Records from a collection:
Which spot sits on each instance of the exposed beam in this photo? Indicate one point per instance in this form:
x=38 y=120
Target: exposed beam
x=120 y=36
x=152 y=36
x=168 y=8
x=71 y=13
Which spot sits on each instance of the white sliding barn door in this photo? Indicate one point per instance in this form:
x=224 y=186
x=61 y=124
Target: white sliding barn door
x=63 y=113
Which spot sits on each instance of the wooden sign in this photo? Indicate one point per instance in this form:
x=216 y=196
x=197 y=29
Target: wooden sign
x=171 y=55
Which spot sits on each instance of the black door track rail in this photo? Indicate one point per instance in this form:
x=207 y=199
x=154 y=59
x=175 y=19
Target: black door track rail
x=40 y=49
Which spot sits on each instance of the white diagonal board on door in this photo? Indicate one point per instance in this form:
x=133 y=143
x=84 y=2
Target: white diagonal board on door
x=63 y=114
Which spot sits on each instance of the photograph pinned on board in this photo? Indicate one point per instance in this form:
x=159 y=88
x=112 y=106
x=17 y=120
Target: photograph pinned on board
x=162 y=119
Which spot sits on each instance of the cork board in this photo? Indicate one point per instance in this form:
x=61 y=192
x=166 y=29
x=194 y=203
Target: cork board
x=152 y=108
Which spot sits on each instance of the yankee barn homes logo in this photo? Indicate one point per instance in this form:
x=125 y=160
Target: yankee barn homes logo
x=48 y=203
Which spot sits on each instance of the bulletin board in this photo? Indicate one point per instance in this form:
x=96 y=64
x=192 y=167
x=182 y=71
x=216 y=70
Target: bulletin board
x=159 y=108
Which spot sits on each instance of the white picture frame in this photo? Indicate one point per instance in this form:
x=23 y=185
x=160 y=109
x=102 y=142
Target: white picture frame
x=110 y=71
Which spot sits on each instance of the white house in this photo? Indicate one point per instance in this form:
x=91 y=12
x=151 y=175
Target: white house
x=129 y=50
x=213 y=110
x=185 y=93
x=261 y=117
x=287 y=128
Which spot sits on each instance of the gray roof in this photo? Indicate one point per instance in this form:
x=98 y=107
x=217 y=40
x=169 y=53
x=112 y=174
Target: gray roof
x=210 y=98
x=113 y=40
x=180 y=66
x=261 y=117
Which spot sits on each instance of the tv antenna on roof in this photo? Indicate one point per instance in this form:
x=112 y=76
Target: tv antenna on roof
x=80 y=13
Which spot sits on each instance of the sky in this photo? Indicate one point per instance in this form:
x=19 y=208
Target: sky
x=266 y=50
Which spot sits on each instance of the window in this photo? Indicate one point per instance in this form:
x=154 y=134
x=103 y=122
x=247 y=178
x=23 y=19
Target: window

(Aim) Repeat the material from above exactly, word for word.

(Finished exercise)
Which spot sits on each instance of the exposed beam in this photo? Indicate one point per instance in this form:
x=38 y=120
Target: exposed beam
x=120 y=36
x=152 y=36
x=168 y=8
x=71 y=13
Which spot sits on each instance of the white sliding barn door in this photo? Indicate one point per instance in this form:
x=224 y=186
x=61 y=124
Target: white sliding barn door
x=63 y=113
Which spot sits on each instance of the wooden sign in this photo? Indicate one point per instance in this form:
x=216 y=196
x=197 y=29
Target: wooden sign
x=171 y=55
Which spot sits on each instance of the black door track rail in this photo? Indicate one point per instance in this form:
x=207 y=199
x=154 y=59
x=175 y=19
Target: black door track rail
x=40 y=49
Which spot sits on each instance of the white diagonal board on door in this photo? Indicate one point per instance in this form:
x=133 y=143
x=84 y=2
Target: white diagonal board on door
x=63 y=114
Which spot sits on each instance of the photograph pinned on board in this photo? Indicate one point per instance in this form:
x=159 y=88
x=112 y=106
x=17 y=120
Target: photograph pinned on board
x=162 y=119
Which spot sits on each instance of the cork board in this photo? Indicate one point per instance in this form:
x=61 y=192
x=166 y=29
x=194 y=203
Target: cork board
x=152 y=108
Which spot sits on each instance of the yankee barn homes logo in this photo? Indicate one point per instance in this form:
x=125 y=160
Target: yankee barn homes logo
x=48 y=203
Which spot sits on each instance of the bulletin board in this photo? Indicate one point per instance in this form:
x=96 y=64
x=192 y=167
x=182 y=71
x=216 y=70
Target: bulletin board
x=159 y=108
Which spot sits on each instance of the white picture frame in this photo? Indicate one point per instance in this form:
x=23 y=185
x=160 y=109
x=102 y=142
Target: white picture frame
x=110 y=71
Which spot sits on each instance of the white house in this photo? Indicate one point per instance in this form:
x=91 y=12
x=151 y=175
Target: white house
x=129 y=50
x=213 y=110
x=185 y=93
x=261 y=117
x=287 y=128
Which spot sits on each instance of the gray roof in this photo? Indicate one point per instance in this form:
x=98 y=107
x=217 y=40
x=169 y=53
x=112 y=174
Target: gray roof
x=210 y=98
x=113 y=40
x=180 y=66
x=261 y=117
Which spot sits on each instance of the tv antenna on roof in this photo? Indicate one point per instance in this form:
x=112 y=76
Target: tv antenna on roof
x=80 y=13
Which spot sits on each instance of the sky in this photo? Indicate one point per instance in this form:
x=19 y=208
Target: sky
x=266 y=50
Which spot sits on each instance of the window in this photo? Indicate one point per instance in this form:
x=154 y=134
x=103 y=122
x=247 y=178
x=23 y=19
Target: window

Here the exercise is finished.